Opdracht 1:
Stemmen de volgende beweringen overeen met de tuchtuitspraak hieronder? Antwoord per bewering met ja of nee, en citeer letterlijk de woorden uit de tuchtuitspraak die de doorslag geven.
(a) De raad heeft verweerder een waarschuwing opgelegd.
(b) Volgens de raad was er sprake van een uitzonderingssituatie als bedoeld in lid 5 van gedragsregel 7.
(c) De tuchtuitspraak is gepubliceerd op de dag waarop uitspraak werd gedaan.

Fragment:
ECLI:NL:TADRARL:2018:83 Raad van Discipline Arnhem-Leeuwarden 17-194

ECLI: ECLI:NL:TADRARL:2018:83
Datum uitspraak: 09-04-2018
Datum publicatie: 13-04-2018
Zaaknummer(s): 17-194
Onderwerp:
  • Wat een behoorlijk advocaat betaamt, subonderwerp: Belangenconflict
  • Wat een behoorlijk advocaat betaamt t.o. de wederpartij, subonderwerp: Grievende uitlatingen
Beslissingen: Waarschuwing
Inhoudsindicatie: Belangenconflict. Vaststaat dat verweerder aanvankelijk voor klaagster en haar toenmalige (2e) echtgenoot is opgetreden als advocaat. Verweerder is daarna de belangen van haar 2e echtgenoot gaan behartigen in diens echtscheidingsprocedure tegen klaagster, onder meer vanwege persoonlijke betrokkenheid bij hem. Verweerder beroept zich daarbij op daartoe verkregen toestemming van klaagster. Naar het oordeel van de raad had verweerder, ondanks de toestemming van klaagster om (alleen) in de echtscheidingsprocedure tegen haar op te mogen treden, ook toen al zijn eigen verantwoordelijkheid als advocaat moeten nemen door niet de belangen van de 2e echtgenoot van klaagster te gaan behartigen, juist omdat hij al eerder in familierechtelijke sfeer voor hen samen had opgetreden. Verweerder had zich in elk geval in de procedures ná de echtscheidingsprocedure tegen klaagster als advocaat van zijn cliënt moeten terugtrekken omdat hij, zoals hiervoor uiteengezet, naar het oordeel van de raad daartoe niet al op voorhand toestemming van klaagster heeft gekregen zoals bedoeld in lid 6 van gedragsregel 7. Geen sprake van de uitzonderingssituaties als bedoeld in lid 5 van gedragsregel 7. Alhoewel verweerder heeft betwist vertrouwelijke informatie, waarover hij beschikte, ook tegen klaagster te hebben gebruikt, had de omstandigheid dat hij daarover beschikte hem ervan moeten weerhouden om voor de 2e echtgenoot op te treden tegen klaagster. Klacht in zoverre gegrond. Waarschuwing.

Te gebruiken gegevens:
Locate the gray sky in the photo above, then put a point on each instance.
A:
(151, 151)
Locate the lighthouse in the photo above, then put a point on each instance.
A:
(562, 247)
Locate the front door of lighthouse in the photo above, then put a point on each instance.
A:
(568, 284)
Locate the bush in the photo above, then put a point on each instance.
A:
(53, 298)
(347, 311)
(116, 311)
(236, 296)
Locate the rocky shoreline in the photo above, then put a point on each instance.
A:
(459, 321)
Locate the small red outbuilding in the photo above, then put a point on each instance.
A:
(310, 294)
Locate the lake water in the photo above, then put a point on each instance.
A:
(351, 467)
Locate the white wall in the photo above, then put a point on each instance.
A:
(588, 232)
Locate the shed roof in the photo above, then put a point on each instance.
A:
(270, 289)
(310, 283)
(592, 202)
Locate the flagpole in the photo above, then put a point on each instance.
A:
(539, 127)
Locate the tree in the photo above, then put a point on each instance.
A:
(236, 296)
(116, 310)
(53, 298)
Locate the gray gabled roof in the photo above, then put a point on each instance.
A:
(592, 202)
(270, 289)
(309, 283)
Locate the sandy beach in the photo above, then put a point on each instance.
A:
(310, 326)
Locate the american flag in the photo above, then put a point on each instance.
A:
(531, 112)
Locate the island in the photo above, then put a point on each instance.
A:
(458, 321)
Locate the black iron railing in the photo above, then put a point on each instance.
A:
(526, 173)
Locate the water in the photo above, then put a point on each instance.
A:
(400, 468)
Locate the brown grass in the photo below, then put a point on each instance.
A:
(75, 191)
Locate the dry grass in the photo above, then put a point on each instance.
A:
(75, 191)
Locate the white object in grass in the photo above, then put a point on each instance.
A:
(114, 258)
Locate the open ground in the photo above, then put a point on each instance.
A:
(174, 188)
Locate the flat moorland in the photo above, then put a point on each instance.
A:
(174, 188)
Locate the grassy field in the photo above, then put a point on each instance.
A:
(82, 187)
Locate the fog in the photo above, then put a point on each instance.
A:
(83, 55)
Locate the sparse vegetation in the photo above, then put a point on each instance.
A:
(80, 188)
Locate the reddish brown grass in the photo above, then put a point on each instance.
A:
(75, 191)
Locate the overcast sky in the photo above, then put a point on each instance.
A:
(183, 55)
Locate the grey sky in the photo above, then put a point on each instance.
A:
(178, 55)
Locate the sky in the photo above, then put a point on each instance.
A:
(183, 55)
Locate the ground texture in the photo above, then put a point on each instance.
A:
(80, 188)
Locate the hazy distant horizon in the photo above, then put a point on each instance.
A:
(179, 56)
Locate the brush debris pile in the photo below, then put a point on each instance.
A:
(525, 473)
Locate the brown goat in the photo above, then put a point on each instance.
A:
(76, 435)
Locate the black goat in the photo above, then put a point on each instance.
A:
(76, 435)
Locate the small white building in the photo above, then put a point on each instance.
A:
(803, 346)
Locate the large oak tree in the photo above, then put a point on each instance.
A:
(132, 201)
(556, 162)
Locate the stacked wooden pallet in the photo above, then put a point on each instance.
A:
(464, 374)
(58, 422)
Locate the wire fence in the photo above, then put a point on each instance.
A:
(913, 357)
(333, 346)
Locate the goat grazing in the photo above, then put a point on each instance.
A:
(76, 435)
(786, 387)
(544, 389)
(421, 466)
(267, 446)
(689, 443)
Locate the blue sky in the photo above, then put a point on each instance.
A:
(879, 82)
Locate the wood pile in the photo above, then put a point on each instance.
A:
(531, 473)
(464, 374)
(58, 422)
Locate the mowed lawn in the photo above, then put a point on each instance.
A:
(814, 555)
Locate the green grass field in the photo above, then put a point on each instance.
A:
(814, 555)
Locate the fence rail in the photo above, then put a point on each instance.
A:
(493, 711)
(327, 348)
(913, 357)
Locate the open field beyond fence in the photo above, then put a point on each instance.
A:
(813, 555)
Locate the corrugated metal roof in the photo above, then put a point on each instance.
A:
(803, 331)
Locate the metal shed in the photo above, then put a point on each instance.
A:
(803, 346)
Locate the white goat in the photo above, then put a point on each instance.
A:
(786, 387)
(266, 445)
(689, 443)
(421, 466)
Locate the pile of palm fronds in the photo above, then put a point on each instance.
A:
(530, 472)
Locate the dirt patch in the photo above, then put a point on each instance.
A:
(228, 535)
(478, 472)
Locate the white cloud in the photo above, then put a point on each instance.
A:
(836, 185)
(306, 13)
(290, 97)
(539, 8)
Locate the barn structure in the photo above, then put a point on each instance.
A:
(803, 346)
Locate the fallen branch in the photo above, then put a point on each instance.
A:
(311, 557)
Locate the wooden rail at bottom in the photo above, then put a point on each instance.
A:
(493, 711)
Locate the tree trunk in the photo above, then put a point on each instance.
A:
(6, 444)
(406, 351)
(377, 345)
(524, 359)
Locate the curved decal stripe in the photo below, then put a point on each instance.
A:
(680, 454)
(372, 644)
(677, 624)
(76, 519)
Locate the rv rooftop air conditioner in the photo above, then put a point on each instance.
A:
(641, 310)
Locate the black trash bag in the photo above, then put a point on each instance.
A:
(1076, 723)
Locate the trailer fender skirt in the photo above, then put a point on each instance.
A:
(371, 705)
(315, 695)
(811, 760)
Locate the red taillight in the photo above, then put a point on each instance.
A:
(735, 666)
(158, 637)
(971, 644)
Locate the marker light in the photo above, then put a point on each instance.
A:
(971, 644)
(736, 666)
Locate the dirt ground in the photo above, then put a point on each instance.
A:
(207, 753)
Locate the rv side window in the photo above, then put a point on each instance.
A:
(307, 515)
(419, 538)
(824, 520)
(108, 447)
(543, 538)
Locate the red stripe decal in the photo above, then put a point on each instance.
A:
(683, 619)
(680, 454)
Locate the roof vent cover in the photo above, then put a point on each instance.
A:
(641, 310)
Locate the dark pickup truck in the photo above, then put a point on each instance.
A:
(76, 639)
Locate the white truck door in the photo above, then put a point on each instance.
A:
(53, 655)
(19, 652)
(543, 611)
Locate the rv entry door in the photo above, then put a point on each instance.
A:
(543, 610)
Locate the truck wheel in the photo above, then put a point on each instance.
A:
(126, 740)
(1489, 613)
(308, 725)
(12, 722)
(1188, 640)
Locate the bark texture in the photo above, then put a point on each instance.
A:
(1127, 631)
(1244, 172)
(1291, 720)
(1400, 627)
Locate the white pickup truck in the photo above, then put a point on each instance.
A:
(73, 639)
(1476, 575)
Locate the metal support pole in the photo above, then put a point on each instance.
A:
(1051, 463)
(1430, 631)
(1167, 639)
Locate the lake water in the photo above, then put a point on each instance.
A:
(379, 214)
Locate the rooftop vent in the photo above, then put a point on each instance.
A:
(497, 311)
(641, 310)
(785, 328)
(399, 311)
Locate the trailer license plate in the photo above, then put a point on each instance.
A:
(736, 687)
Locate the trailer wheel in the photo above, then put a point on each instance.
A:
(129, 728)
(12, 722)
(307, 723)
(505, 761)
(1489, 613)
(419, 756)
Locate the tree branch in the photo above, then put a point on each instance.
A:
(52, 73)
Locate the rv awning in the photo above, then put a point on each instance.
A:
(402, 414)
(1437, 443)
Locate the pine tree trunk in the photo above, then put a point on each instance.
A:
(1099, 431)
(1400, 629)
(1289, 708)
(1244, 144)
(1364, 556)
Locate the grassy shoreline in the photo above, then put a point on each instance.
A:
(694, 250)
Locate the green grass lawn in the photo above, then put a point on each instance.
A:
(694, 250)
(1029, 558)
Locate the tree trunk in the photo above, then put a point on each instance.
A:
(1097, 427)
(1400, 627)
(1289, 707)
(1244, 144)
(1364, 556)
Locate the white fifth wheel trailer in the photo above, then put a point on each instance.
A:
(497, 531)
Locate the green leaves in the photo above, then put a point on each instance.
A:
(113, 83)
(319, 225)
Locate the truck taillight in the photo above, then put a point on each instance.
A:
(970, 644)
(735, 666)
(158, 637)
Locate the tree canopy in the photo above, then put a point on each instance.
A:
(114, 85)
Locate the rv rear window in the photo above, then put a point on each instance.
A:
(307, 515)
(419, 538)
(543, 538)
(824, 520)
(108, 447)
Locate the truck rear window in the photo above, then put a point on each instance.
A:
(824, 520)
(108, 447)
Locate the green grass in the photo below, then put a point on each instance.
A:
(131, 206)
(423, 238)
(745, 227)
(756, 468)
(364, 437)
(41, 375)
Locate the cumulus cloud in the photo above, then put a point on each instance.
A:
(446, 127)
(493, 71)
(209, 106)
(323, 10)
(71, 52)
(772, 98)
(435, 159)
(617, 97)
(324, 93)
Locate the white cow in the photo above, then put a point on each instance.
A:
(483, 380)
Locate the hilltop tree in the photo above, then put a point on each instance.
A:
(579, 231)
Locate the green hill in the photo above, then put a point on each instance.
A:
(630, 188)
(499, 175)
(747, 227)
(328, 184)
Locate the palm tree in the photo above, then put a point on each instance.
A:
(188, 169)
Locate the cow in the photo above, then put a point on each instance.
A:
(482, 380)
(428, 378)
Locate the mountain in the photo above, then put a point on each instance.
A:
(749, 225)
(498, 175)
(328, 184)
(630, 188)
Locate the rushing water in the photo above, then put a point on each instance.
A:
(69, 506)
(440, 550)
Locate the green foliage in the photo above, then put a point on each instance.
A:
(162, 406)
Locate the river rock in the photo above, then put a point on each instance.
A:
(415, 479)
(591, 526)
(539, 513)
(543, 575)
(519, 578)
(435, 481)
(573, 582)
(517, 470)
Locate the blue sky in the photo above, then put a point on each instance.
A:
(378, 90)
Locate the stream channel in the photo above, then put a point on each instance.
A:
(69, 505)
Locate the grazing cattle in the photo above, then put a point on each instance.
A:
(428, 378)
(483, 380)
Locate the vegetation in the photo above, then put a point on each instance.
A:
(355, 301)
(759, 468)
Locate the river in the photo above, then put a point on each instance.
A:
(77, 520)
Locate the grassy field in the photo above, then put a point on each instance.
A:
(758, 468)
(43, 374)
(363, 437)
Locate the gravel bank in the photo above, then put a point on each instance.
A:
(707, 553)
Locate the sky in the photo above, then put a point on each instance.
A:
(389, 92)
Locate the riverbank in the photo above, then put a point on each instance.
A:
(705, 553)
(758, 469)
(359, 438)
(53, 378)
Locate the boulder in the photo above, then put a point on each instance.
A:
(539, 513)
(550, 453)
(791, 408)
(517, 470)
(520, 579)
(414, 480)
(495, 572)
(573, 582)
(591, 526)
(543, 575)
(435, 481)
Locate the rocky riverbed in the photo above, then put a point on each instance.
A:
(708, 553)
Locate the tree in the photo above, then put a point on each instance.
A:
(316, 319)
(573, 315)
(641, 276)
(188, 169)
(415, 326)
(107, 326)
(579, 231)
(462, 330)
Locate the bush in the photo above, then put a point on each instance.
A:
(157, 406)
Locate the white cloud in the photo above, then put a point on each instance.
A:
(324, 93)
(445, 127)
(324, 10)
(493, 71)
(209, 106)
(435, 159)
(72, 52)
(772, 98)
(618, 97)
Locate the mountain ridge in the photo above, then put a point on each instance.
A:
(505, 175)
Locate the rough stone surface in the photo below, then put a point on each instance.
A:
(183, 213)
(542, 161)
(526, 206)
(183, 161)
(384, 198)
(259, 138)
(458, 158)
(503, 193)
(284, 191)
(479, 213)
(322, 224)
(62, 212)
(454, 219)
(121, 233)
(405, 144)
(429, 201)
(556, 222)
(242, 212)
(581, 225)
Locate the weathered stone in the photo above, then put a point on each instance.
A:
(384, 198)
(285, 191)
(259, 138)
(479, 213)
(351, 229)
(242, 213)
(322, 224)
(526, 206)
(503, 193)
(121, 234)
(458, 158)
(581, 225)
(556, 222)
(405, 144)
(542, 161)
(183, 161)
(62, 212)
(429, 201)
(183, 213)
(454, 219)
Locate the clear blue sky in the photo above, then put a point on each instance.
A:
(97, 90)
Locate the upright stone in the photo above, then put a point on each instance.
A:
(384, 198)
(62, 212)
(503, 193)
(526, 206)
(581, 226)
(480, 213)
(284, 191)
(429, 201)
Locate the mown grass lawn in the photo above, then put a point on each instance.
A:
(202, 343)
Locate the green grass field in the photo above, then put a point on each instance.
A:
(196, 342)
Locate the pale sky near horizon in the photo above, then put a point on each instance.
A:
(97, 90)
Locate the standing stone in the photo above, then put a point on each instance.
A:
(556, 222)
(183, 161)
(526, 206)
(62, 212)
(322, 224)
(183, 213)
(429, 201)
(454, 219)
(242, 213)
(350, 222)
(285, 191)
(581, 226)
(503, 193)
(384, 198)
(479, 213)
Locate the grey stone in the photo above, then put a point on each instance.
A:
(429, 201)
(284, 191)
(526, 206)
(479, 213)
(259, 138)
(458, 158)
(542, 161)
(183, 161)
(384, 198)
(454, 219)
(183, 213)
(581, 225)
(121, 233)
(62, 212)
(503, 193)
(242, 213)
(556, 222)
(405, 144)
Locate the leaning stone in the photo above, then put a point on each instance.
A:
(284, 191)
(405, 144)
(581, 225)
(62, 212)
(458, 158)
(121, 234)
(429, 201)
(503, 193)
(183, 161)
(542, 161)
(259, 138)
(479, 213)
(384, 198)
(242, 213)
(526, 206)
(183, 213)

Opdracht 2: Spoor in de rijen hierboven elke regel op die het woord "lighthouse" bevat en schrijf die regel over. Hoofdletters en kleine letters tellen mee.

Uitwerking 1:
(a) Ja: "Beslissingen: Waarschuwing"
(b) Nee: "Geen sprake van de uitzonderingssituaties als bedoeld in lid 5 van gedragsregel 7."
(c) Nee: "Datum uitspraak: 09-04-2018" en "Datum publicatie: 13-04-2018"

Uitwerking 2:
Locate the lighthouse in the photo above, then put a point on each instance.
Locate the front door of lighthouse in the photo above, then put a point on each instance.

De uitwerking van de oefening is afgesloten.